[READING PASSAGE]
----------

问题
I am trying doc2vec for 600000 rows of sentences and my code is below:
model = gensim.models.doc2vec.Doc2Vec(size= 100, min_count = 5,window=4, iter = 50, workers=cores)
model.build_vocab(res)
model.train(res, total_examples=model.corpus_count, epochs=model.iter)
#len(res) = 663406
#length of unique words 15581
print(len(model.wv.vocab))
#length of doc vectors is 10
len(model.docvecs)
# each of length 100
len(model.docvecs[1])
How do I interpret this result? why is the length of vector only 10 with each of size 100? when the length of 'res' is 663406, it does not make sense. I know something is wrong here.
In Understanding the output of Doc2Vec from Gensim package, they mention that the length of docvec is determined by 'size' which is not clear.
回答1:
The tags
of a TaggedDocument
should be a list-of-tags. If you instead provided strings, like tags='73215'
, that would be seen as if the same as the list-of-characters:
tags=['7', '3', '2', '1', '5']
At the end, you'd only have 10 tags in your whole training set, just the 10 digits in various combinations.

----------

[EXERCISE TASK 1] Can you extract the part of the doc2vec thread from "model.build_vocab(res)" up to and including "is not clear.", word for word?

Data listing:
----------

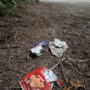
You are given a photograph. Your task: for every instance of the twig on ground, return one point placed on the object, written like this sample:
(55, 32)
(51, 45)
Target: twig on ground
(9, 55)
(62, 70)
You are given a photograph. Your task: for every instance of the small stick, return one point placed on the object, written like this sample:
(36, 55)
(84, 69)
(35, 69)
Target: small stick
(54, 66)
(9, 55)
(62, 70)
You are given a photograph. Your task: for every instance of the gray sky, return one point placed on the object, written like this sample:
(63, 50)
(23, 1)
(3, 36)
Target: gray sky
(65, 0)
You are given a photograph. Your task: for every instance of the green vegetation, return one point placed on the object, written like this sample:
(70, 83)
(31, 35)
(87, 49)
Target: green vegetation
(6, 5)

----------

[EXERCISE TASK 2] Could you copy every entry in the data listing above without changing anything, but leave the pictures out?

[WRITTEN RESPONSE 1]
model.build_vocab(res)
model.train(res, total_examples=model.corpus_count, epochs=model.iter)
#len(res) = 663406
#length of unique words 15581
print(len(model.wv.vocab))
#length of doc vectors is 10
len(model.docvecs)
# each of length 100
len(model.docvecs[1])
How do I interpret this result? why is the length of vector only 10 with each of size 100? when the length of 'res' is 663406, it does not make sense. I know something is wrong here.
In Understanding the output of Doc2Vec from Gensim package, they mention that the length of docvec is determined by 'size' which is not clear.

[WRITTEN RESPONSE 2]
You are given a photograph. Your task: for every instance of the twig on ground, return one point placed on the object, written like this sample:
(55, 32)
(51, 45)
Target: twig on ground
(9, 55)
(62, 70)
You are given a photograph. Your task: for every instance of the small stick, return one point placed on the object, written like this sample:
(36, 55)
(84, 69)
(35, 69)
Target: small stick
(54, 66)
(9, 55)
(62, 70)
You are given a photograph. Your task: for every instance of the gray sky, return one point placed on the object, written like this sample:
(63, 50)
(23, 1)
(3, 36)
Target: gray sky
(65, 0)
You are given a photograph. Your task: for every instance of the green vegetation, return one point placed on the object, written like this sample:
(70, 83)
(31, 35)
(87, 49)
Target: green vegetation
(6, 5)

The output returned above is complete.